#### Set exercise
Repeat, without any change, the entries presented below.

--- START OF Raw data ---

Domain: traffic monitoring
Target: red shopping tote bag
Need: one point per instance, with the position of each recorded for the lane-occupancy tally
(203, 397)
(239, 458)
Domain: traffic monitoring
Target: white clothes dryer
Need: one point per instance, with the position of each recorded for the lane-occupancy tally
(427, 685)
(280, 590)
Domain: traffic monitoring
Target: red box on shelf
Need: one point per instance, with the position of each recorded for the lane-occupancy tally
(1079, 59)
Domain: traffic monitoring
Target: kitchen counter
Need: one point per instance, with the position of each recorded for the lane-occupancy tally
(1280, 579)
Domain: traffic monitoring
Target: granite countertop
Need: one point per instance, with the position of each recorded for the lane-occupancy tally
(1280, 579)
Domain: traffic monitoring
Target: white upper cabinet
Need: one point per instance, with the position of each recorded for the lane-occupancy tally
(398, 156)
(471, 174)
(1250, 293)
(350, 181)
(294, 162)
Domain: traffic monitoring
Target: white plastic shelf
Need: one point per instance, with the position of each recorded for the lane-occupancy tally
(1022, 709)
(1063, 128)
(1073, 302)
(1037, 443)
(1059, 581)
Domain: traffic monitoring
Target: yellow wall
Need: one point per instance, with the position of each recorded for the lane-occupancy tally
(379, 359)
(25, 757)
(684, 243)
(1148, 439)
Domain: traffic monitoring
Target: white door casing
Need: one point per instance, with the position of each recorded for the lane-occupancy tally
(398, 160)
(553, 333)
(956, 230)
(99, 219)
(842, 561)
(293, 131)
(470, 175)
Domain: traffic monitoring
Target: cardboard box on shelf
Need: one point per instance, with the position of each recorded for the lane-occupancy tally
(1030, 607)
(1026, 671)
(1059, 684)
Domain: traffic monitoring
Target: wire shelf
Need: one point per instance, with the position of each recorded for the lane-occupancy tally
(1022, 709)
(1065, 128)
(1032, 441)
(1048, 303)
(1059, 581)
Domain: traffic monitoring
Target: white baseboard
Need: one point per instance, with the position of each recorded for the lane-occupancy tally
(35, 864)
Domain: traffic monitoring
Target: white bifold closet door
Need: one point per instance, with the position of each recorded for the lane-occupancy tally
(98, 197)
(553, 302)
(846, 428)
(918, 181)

--- END OF Raw data ---

#### Answer to the problem
Domain: traffic monitoring
Target: red shopping tote bag
Need: one point per instance, with the position of each recorded for the lane-occupancy tally
(203, 397)
(239, 458)
Domain: traffic monitoring
Target: white clothes dryer
Need: one point per instance, with the position of each recorded for the lane-occupancy tally
(427, 685)
(280, 590)
Domain: traffic monitoring
Target: red box on shelf
Need: one point per instance, with the position of each recorded for the lane-occupancy tally
(1079, 59)
Domain: traffic monitoring
Target: kitchen counter
Need: one point per instance, with the position of each recorded for the lane-occupancy tally
(1280, 579)
Domain: traffic monitoring
Target: granite countertop
Need: one point per instance, with the position of each recorded for the lane-occupancy tally
(1280, 579)
Domain: traffic monitoring
Target: white upper cabinet
Need: one point per instance, with the position of each recorded for the lane-occupancy tally
(398, 156)
(471, 174)
(1250, 293)
(350, 181)
(294, 162)
Domain: traffic monitoring
Target: white plastic shelf
Need: one point per instance, with the position of each recorded for the lane-occupancy tally
(1022, 709)
(1063, 128)
(1073, 302)
(1037, 443)
(1059, 581)
Domain: traffic monitoring
Target: yellow wall
Need: one point per instance, with the position of each recorded for the lane-occupancy tally
(379, 359)
(25, 757)
(684, 243)
(1148, 439)
Domain: traffic monitoring
Target: white door casing
Need: one point per instance, with the position of each recorded for the lane-occupancy tally
(398, 160)
(553, 333)
(956, 230)
(99, 219)
(842, 561)
(293, 131)
(470, 175)
Domain: traffic monitoring
Target: cardboard box on shelf
Need: one point per instance, with the position of each recorded for the lane-occupancy tally
(1030, 607)
(1026, 671)
(1059, 684)
Domain: traffic monitoring
Target: wire shelf
Need: one point per instance, with the position of each recorded for the lane-occupancy tally
(1022, 709)
(1065, 128)
(1032, 441)
(1048, 303)
(1059, 581)
Domain: traffic monitoring
Target: white baseboard
Need: one point per instance, with the position of each recorded for the lane-occupancy tally
(35, 864)
Domain: traffic monitoring
Target: white bifold closet door
Need: one point per instance, with the position of each recorded for the lane-occupancy tally
(98, 197)
(553, 302)
(846, 428)
(918, 181)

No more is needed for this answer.